===== Excerpt to read

Microbiota-based models can complement FIT. a, c ROC curves for distinguishing healthy patients from those with adenoma (a) or cancer (c) based on FIT or a microbiota-based random forest model. Open circles show the sensitivity and specifity of FIT with a 100 ng/mL cutoff. Black points show the sensitivity and specificity of the microbiota-based models at the same specificity as FIT. b, d Results of FIT and a microbiota-based model for each adenoma (b) or cancer (d) sample. Dotted lines represent the cutoffs for each test. Points are shaded based on whether the lesion was detected by both tests (black), one of the two tests (gray), or neither test (white)

Next we generated a random forest model for differentiating normal individuals from those with cancer using the relative abundance of 34 bacterial populations (Additional file 3: Figure S3A and S3B). Consistent with previous observations, the bacteria most strongly associated with CRC belonged to taxa commonly associated with periodontal disease [18, 30, 31]. These include OTUs associated with Pophyromonas assaccharolytica (OTU105), Fusobacterium nucleatum (OTU264), Parvimonas micra (OTU281), Peptostreptococcus stomatis (OTU310), Gemella spp. (OTU356), and an unclassified Prevotella (OTU57) (Additional file 3: Figure S3C). The ROC curve for the model had an AUC of 0.847, which was similar to AUCs reported for other microbiota-based models for CRC [17, 18]. The AUC of this model was significantly better than a random assignment (p <0.001), but was significantly lower than that of FIT (FIT AUC:0.929, p = 0.005, Fig. 1c). As with the adenoma versus normal model, we confirmed the OOB AUC with leave-one-out cross validation and 100 iterations of 10-fold cross validation (Additional file 2: Figure S2B). At the manufacturer’s recommended cutoff of 100 ng/mL, FIT detected 75.0 % of cancers with a specificity of 97.1 %. At the same specificity, the microbiota model detected 51.7 % of cancers. Although more cancers were detected by FIT, the microbiota model was able to detect 33.3 % of cancers missed by FIT (Fig. 1d).

==========

- **Your objective**:
In the excerpt on microbiota models for colorectal cancer, which OTU numbers are given for the bacteria most strongly associated with CRC?

===== Supplied material

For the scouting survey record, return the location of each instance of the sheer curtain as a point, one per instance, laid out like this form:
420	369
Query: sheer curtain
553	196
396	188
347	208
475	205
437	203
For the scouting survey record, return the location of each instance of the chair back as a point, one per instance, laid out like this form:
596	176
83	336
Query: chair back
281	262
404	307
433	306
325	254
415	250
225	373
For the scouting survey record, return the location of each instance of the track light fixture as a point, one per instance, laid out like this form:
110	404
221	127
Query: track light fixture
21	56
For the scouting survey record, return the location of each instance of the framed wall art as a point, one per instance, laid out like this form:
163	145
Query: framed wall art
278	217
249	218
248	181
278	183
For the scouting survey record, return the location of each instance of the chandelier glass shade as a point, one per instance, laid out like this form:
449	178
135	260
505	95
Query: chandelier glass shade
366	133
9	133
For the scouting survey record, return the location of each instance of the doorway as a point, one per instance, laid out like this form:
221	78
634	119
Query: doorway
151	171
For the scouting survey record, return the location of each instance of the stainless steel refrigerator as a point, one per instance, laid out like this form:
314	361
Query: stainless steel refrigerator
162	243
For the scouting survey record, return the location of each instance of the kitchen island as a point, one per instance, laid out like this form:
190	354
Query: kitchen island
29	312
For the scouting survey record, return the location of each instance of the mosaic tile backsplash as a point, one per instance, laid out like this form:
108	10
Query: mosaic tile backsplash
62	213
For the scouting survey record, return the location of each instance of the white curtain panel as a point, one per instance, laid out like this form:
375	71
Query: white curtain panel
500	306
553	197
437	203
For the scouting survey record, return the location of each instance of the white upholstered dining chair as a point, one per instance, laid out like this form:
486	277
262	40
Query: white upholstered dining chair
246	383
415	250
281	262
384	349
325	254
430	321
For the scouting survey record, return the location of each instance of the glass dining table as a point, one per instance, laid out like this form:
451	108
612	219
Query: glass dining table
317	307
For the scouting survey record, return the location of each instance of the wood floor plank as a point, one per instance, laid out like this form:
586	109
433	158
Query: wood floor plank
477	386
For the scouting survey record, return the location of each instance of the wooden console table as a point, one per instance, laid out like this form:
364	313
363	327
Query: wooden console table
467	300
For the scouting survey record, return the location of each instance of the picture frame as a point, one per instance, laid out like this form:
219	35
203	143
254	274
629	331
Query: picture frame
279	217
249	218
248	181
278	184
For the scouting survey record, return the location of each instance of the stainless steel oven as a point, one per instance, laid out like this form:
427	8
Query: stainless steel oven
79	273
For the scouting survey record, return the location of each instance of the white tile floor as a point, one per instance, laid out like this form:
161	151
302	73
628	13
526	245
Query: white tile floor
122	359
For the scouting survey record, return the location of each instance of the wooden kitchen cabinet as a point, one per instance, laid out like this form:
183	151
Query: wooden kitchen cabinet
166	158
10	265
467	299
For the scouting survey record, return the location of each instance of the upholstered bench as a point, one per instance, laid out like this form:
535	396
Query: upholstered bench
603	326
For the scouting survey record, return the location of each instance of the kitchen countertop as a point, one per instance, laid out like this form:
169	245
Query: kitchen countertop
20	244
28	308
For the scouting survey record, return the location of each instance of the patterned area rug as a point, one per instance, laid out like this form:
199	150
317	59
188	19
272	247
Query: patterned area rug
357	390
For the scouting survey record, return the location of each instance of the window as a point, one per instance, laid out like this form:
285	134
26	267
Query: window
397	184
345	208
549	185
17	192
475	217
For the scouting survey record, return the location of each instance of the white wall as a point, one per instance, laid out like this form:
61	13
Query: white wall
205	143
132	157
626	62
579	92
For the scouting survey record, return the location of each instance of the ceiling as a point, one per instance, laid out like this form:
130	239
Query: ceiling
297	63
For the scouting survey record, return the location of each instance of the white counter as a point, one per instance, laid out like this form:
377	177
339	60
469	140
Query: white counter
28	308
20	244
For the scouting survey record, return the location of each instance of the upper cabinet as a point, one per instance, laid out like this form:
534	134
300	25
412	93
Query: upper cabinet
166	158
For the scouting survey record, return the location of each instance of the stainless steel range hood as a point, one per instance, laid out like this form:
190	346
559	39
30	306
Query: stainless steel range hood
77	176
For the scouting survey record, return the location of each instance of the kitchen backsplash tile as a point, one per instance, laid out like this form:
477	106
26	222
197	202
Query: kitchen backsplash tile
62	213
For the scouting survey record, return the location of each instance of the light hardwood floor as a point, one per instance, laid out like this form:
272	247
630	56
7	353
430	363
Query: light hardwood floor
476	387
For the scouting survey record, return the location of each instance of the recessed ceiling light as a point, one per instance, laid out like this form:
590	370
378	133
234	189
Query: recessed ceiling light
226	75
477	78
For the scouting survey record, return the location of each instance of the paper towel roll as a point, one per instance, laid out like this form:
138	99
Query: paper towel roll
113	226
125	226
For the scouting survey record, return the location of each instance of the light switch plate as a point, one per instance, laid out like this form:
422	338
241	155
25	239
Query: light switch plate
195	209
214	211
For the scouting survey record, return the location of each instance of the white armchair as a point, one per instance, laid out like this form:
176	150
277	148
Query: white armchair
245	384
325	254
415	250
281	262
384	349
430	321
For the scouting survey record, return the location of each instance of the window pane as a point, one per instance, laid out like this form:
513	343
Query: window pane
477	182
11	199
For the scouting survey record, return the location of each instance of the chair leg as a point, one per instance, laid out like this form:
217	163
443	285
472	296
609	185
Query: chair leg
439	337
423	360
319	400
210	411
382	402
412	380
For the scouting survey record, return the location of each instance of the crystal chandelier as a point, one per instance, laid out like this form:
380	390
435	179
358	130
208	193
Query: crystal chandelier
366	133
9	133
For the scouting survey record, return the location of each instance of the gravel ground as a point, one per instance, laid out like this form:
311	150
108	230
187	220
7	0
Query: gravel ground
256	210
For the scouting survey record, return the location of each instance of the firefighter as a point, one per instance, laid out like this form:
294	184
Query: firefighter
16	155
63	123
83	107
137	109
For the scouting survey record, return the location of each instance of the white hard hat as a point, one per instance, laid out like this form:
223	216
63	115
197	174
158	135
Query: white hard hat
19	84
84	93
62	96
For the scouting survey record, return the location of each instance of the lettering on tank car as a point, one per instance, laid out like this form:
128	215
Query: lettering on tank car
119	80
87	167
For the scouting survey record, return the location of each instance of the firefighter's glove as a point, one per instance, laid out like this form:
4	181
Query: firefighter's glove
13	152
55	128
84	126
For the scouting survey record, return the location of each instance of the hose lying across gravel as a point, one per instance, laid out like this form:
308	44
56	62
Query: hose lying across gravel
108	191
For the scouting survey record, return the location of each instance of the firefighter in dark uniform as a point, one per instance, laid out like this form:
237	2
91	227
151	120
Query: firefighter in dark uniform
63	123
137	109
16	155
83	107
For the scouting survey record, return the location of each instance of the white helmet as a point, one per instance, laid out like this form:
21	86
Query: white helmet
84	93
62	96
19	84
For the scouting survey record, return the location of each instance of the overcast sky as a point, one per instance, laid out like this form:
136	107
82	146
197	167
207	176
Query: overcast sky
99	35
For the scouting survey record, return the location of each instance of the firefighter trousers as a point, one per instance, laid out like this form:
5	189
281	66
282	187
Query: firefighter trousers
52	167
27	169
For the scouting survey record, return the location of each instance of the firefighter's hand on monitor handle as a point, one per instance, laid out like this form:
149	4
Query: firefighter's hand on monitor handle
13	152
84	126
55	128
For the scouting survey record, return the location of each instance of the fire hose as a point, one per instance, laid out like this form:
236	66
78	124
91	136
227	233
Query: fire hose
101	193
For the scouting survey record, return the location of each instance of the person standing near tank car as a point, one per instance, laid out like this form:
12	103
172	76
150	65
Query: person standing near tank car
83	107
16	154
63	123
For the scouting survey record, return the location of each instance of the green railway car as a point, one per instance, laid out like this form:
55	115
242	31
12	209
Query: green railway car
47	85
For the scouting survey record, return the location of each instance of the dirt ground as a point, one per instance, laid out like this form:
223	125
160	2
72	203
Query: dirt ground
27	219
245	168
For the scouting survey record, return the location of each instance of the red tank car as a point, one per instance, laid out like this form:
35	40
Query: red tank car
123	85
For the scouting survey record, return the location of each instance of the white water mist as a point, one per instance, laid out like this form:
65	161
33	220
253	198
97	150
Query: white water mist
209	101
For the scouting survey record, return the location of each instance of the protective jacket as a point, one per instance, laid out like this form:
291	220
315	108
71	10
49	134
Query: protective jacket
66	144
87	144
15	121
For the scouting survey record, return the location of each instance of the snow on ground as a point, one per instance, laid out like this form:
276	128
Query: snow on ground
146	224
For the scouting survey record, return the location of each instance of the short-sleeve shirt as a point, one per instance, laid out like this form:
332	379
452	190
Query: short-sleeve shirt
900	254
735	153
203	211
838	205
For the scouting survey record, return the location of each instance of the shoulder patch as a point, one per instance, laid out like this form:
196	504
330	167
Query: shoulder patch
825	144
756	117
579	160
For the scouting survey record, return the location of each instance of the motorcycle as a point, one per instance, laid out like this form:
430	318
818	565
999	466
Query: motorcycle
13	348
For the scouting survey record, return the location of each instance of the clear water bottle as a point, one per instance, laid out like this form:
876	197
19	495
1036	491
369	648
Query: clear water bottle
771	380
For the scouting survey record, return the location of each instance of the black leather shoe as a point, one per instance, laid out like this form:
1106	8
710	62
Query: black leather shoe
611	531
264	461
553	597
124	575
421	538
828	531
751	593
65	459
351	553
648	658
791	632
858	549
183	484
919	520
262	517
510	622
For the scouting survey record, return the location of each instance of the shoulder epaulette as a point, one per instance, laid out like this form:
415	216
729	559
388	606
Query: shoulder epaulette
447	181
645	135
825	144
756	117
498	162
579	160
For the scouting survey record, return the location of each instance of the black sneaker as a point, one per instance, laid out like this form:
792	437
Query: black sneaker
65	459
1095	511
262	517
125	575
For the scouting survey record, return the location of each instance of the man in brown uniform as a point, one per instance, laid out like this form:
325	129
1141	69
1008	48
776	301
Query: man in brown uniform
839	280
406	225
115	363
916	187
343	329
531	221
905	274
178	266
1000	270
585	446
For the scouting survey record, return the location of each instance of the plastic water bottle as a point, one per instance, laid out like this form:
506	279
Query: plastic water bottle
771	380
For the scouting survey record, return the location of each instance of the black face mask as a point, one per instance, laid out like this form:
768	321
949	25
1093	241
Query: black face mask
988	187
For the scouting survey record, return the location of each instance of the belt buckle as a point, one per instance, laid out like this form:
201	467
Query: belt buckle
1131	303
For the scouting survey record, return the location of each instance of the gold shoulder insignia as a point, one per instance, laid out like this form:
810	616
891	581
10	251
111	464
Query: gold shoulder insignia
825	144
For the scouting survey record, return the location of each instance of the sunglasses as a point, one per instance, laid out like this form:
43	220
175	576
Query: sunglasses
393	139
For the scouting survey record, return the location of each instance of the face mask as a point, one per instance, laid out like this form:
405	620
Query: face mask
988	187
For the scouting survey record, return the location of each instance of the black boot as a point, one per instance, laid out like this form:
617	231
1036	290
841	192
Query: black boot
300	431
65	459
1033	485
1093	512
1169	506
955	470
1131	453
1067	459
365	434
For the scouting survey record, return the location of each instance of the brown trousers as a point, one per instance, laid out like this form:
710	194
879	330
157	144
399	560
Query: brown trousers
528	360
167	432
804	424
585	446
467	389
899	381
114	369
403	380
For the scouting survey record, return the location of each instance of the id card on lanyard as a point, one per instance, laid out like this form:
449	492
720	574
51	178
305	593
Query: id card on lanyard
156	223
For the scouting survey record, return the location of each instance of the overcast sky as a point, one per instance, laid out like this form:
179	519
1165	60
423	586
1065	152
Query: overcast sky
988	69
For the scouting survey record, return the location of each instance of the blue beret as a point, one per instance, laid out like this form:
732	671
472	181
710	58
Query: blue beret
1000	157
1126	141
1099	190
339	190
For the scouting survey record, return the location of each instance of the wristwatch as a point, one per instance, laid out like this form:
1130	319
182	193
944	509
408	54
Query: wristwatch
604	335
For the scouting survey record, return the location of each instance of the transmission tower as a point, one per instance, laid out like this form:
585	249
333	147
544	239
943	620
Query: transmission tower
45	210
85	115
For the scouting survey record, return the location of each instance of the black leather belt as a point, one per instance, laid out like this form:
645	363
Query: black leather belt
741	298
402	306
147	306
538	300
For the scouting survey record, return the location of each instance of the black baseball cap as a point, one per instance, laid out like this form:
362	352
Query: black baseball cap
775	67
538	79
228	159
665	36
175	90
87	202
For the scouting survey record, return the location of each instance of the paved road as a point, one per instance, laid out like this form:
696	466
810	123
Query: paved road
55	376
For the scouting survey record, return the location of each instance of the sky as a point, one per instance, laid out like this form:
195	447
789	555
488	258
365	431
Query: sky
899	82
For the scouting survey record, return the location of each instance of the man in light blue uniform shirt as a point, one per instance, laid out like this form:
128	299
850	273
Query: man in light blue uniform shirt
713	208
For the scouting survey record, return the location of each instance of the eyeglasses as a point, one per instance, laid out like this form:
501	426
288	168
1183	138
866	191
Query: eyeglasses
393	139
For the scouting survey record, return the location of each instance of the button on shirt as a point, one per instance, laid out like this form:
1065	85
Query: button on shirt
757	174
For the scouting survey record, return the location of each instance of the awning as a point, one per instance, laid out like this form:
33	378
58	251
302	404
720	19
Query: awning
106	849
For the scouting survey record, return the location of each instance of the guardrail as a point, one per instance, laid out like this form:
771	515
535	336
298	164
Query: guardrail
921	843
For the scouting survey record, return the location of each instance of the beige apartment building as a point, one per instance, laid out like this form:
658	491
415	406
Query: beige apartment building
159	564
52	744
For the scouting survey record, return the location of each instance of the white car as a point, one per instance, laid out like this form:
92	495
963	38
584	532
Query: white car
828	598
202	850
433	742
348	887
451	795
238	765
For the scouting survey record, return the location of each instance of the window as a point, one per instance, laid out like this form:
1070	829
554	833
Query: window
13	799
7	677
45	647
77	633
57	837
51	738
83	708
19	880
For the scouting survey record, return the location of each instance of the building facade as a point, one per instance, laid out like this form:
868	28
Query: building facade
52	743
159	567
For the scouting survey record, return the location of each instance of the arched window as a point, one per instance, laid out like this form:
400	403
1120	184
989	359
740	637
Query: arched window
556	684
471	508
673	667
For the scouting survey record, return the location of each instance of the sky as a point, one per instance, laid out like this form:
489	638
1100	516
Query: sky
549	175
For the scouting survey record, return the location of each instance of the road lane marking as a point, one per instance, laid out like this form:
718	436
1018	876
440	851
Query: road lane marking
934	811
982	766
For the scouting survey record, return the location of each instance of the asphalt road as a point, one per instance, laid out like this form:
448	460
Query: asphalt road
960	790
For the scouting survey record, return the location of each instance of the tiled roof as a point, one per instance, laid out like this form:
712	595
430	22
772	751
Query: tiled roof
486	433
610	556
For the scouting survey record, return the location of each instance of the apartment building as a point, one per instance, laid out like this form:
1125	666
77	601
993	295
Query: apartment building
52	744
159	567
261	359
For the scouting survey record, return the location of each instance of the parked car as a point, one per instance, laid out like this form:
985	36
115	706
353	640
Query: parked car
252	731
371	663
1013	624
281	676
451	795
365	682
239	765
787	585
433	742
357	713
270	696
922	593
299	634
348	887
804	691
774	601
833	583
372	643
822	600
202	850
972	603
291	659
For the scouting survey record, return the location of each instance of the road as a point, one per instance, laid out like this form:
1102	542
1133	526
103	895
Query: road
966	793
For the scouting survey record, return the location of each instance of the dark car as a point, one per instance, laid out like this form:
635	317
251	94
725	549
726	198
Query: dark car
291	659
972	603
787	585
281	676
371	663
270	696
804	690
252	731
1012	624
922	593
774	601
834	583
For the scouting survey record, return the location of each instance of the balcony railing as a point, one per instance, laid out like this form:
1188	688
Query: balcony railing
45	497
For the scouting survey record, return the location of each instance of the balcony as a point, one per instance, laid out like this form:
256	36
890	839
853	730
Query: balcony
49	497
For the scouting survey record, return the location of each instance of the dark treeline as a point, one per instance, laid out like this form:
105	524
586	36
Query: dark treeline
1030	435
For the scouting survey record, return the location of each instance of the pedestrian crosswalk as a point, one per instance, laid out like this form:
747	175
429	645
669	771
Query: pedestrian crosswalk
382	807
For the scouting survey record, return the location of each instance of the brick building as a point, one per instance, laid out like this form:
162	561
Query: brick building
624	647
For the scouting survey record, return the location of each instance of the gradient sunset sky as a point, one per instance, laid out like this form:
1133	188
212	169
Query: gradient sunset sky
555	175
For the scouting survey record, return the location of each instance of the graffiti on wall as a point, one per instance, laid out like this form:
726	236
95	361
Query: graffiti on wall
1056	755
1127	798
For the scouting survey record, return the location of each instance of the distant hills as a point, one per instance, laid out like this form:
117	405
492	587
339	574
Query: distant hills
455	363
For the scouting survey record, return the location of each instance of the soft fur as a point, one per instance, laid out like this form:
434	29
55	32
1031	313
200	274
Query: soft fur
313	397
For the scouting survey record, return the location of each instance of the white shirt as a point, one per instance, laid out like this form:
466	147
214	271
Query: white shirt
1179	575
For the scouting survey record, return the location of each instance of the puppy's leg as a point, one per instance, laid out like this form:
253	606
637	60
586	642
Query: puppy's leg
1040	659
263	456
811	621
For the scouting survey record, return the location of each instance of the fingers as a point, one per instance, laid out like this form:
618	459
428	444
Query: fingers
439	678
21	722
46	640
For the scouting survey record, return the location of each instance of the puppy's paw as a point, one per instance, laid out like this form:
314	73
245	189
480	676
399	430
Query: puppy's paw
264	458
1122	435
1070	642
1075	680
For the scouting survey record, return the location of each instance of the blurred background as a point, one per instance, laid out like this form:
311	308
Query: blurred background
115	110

==========

- **Written solution**:
OTU105, OTU264, OTU281, OTU310, OTU356, OTU57